#### Data records:
::::::::::

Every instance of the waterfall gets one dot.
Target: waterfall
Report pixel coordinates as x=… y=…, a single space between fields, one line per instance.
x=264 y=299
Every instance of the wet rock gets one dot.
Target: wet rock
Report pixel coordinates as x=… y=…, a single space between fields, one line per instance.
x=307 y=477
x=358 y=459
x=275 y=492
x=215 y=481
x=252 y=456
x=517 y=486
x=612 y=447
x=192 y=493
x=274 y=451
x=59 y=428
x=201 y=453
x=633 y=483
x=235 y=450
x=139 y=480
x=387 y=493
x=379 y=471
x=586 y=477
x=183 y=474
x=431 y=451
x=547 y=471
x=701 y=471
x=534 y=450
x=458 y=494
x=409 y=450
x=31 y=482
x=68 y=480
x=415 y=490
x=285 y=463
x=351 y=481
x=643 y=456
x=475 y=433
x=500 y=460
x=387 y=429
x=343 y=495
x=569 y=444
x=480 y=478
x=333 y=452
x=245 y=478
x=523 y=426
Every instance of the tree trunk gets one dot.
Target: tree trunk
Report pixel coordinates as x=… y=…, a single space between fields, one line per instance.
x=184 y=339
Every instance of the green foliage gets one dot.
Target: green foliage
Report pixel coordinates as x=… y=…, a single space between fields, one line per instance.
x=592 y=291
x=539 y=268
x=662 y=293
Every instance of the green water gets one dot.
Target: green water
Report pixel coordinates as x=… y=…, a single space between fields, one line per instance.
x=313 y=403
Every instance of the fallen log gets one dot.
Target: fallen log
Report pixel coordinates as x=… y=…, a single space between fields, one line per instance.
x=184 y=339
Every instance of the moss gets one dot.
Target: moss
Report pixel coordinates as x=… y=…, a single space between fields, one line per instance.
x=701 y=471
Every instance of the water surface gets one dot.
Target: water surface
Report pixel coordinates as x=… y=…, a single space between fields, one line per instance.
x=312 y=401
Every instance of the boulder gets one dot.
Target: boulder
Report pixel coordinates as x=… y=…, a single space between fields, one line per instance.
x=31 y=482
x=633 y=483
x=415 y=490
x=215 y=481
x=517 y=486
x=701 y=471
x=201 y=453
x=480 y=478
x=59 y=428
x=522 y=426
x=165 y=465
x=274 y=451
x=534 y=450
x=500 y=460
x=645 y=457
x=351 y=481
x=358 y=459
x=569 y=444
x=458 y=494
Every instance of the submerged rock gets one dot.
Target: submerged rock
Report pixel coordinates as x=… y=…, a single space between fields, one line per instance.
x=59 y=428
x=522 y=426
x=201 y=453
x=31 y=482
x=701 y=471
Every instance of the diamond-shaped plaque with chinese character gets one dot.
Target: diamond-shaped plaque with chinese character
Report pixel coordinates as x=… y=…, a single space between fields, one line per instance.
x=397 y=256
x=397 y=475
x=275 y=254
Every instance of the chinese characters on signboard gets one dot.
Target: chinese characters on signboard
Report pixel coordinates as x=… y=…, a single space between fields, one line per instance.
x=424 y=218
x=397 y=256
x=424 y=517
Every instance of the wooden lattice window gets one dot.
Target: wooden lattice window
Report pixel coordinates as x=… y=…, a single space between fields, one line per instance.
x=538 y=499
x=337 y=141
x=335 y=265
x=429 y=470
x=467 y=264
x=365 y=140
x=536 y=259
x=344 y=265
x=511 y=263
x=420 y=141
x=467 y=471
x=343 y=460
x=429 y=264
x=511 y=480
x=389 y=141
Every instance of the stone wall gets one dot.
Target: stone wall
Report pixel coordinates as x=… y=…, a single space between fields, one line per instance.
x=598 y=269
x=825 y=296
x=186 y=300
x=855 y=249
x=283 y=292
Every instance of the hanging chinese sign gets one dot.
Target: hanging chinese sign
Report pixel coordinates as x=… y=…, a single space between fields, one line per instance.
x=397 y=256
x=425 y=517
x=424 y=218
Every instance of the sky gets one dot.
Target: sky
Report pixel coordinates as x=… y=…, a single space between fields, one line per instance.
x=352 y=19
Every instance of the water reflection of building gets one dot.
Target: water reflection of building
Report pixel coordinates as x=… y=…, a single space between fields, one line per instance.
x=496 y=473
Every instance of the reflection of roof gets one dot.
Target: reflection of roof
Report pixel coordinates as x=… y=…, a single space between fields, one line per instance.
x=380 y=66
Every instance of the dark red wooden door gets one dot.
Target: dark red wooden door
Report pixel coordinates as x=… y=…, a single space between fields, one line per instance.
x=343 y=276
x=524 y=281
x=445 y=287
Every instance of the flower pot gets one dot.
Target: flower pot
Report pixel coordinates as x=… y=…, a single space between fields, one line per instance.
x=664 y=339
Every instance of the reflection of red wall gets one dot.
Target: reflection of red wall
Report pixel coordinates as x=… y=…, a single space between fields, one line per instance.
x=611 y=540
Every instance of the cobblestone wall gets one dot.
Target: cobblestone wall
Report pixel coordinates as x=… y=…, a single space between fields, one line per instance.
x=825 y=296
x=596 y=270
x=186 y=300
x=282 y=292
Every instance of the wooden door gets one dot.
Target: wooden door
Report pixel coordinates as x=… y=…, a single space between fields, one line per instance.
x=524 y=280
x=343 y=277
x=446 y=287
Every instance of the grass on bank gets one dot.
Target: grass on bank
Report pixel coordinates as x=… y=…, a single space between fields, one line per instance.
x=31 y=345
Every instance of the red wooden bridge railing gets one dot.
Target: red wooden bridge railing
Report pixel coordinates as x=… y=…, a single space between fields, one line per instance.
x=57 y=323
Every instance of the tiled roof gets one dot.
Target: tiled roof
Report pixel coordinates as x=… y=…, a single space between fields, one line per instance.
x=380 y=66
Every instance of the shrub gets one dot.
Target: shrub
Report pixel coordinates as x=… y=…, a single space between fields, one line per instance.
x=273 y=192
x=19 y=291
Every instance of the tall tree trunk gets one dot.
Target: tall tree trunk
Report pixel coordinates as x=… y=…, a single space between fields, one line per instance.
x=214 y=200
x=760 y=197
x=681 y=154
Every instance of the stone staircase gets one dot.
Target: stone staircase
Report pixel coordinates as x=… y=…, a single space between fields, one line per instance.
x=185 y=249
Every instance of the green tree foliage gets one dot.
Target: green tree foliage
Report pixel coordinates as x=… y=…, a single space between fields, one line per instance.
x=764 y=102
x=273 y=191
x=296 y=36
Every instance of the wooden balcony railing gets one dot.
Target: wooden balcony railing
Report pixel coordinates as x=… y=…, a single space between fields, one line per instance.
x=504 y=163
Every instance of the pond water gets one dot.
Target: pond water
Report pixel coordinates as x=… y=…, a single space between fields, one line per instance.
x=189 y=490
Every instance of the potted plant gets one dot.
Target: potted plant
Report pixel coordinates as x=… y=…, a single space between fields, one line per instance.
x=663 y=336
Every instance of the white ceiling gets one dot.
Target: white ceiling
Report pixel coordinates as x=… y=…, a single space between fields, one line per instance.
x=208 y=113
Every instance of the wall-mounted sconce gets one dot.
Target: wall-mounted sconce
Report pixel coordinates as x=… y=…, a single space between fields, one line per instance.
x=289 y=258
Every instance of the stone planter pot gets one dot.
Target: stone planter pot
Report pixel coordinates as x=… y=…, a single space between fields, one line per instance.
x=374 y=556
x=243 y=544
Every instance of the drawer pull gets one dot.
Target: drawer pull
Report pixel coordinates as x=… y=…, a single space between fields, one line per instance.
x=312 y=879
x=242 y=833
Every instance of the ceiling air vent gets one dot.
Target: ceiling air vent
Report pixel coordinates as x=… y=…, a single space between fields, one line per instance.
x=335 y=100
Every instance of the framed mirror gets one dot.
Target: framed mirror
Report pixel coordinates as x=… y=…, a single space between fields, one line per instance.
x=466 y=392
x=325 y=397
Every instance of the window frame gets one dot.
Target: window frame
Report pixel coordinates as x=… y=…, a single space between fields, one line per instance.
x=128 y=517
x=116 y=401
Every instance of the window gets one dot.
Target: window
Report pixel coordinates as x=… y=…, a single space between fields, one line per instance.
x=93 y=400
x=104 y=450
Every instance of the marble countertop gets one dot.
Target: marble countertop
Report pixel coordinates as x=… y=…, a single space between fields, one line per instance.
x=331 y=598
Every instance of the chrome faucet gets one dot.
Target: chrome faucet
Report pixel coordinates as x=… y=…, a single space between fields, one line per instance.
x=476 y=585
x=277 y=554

::::::::::

#### Your instructions:
When the entries above show the word "bank" in a line, copy that line out.

#### Written solution:
Every instance of the grass on bank gets one dot.
Target: grass on bank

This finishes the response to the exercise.